Return every one of the rows below word for word, with each line left as it stands.

(Rows excerpted from a collection)
━━━━

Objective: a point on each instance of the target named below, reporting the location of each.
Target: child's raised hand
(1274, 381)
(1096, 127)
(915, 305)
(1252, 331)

━━━━

→ **Response to this exercise**
Objective: a point on each instance of the target named below, reporting the location of each.
Target: child's raised hand
(1274, 381)
(1096, 127)
(915, 305)
(1252, 331)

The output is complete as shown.